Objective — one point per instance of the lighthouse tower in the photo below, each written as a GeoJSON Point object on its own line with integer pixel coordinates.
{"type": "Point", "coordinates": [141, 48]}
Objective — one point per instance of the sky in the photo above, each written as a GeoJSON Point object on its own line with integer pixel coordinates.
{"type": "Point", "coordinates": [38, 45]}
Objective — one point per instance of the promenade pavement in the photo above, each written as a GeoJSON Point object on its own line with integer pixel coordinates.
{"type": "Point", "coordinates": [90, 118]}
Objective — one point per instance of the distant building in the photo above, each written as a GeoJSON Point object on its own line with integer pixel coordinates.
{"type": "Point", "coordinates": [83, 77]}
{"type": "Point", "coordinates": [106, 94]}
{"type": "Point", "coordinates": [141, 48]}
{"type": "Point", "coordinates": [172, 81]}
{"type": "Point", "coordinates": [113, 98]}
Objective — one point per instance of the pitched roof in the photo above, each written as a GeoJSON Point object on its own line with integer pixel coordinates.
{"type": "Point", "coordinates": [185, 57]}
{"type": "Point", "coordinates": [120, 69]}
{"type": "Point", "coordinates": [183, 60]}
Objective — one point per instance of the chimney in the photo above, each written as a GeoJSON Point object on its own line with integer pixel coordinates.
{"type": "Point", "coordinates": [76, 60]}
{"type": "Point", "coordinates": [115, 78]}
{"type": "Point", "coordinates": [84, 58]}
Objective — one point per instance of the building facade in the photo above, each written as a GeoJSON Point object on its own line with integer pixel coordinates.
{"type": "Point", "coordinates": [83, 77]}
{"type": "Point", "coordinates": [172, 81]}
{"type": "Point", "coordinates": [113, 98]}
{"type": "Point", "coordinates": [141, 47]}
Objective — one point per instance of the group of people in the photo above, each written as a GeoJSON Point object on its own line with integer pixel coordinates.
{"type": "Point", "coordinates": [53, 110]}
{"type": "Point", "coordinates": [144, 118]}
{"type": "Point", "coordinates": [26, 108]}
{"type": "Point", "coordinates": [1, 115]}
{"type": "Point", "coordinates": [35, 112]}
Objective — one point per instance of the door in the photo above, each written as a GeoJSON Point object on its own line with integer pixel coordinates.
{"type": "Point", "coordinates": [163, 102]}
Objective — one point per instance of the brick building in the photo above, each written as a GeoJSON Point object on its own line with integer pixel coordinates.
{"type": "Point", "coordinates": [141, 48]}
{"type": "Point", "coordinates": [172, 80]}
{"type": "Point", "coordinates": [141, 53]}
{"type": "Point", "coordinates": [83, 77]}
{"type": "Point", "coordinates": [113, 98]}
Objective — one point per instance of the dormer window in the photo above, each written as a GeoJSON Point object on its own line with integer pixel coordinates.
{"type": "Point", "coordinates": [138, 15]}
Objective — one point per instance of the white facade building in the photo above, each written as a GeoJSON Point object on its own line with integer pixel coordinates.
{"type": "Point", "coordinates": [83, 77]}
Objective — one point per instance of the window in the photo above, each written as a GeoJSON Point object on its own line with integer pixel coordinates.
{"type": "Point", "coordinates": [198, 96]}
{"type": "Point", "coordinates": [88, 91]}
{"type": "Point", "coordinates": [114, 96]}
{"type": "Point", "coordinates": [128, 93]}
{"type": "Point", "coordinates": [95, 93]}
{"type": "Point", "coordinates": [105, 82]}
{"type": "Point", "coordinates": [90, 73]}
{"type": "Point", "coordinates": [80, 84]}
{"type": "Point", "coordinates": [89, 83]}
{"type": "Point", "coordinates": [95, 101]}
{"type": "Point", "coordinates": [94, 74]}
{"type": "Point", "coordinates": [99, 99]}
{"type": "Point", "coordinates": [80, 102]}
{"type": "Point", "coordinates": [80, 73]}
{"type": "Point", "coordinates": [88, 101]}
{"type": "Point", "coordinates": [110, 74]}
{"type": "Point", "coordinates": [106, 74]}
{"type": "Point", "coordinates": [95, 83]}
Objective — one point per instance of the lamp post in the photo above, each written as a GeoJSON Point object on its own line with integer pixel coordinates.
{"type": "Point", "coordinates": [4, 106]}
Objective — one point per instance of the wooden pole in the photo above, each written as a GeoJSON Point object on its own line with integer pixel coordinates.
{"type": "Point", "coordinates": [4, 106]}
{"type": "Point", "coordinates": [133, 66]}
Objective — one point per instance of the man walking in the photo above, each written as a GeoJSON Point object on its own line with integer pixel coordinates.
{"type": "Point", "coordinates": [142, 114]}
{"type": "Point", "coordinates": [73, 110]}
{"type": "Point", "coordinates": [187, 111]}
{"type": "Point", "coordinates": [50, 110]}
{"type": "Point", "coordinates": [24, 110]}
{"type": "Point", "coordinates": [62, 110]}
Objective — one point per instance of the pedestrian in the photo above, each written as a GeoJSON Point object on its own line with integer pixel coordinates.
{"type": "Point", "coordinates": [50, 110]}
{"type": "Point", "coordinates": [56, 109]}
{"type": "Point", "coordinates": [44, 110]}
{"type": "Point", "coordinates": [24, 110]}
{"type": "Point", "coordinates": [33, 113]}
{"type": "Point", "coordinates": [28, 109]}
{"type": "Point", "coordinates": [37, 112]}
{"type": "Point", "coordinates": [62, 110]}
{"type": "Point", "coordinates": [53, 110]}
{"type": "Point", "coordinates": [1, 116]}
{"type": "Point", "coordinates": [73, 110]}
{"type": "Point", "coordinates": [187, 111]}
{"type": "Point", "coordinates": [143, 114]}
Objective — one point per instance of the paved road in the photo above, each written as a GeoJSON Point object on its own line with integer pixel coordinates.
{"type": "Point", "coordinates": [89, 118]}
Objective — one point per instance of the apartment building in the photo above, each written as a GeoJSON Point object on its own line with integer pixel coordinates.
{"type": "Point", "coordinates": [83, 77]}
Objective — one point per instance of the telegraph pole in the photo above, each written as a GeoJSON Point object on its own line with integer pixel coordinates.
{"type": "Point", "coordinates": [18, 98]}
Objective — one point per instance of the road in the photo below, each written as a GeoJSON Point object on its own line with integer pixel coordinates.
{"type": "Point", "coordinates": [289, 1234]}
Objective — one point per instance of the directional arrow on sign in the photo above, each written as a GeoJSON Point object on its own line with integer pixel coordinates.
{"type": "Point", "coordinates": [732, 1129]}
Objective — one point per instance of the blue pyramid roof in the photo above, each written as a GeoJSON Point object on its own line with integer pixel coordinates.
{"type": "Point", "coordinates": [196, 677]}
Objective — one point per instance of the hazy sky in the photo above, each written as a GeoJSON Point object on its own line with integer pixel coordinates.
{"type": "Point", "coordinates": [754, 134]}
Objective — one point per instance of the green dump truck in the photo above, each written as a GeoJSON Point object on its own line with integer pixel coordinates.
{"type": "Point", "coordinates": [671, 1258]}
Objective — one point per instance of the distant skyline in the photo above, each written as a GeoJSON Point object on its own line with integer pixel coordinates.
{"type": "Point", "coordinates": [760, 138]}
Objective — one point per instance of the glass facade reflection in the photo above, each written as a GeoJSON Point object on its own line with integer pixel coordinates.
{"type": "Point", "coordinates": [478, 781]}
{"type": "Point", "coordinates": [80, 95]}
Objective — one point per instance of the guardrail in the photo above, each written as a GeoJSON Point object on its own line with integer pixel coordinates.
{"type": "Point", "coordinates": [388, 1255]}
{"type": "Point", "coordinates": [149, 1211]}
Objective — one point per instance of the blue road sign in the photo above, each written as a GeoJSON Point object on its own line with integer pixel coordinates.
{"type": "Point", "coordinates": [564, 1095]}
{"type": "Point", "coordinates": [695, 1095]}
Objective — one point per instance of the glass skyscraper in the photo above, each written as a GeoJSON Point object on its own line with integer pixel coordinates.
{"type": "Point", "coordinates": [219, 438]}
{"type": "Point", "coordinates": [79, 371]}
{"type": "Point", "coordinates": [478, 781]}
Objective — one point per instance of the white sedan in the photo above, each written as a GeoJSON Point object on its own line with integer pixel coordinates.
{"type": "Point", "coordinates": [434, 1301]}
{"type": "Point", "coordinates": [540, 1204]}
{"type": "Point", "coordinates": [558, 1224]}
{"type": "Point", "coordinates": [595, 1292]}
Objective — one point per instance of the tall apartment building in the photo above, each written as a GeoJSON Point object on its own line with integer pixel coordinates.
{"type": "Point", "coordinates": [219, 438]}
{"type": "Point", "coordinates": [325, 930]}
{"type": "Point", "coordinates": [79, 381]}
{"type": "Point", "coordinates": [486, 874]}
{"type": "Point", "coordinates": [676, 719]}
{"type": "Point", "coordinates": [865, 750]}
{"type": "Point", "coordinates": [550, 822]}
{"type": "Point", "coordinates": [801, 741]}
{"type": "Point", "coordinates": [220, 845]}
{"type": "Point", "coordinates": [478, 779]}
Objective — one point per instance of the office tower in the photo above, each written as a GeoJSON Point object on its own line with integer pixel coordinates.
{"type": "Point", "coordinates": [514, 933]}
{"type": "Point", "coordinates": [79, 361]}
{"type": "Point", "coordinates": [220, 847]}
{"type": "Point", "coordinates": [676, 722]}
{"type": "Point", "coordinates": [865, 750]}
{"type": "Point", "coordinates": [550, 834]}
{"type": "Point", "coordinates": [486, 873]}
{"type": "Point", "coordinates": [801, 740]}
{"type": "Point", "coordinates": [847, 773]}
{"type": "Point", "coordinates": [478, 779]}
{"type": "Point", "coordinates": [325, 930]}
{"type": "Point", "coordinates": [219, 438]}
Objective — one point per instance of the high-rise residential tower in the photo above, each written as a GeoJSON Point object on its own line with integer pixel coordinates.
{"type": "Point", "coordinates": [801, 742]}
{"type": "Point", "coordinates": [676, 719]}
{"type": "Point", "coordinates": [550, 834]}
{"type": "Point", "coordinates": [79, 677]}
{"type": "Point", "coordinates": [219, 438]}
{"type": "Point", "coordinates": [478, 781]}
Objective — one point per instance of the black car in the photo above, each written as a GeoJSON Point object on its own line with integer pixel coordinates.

━━━━━━━━

PROBLEM STATEMENT: Only the lines from the one containing "Objective — one point per instance of the high-rise" to the end of the listing belong in the output, each reproduced exactly.

EXERCISE ANSWER:
Objective — one point per instance of the high-rise residential tower in the photo above, each written as a GeoJSON Point object on its own line with integer pixel coordinates.
{"type": "Point", "coordinates": [801, 742]}
{"type": "Point", "coordinates": [676, 719]}
{"type": "Point", "coordinates": [550, 834]}
{"type": "Point", "coordinates": [79, 677]}
{"type": "Point", "coordinates": [219, 438]}
{"type": "Point", "coordinates": [478, 781]}
Objective — one point per instance of the black car in the photo above, each written as a GeoJSON Point object on its own line with integer pixel coordinates.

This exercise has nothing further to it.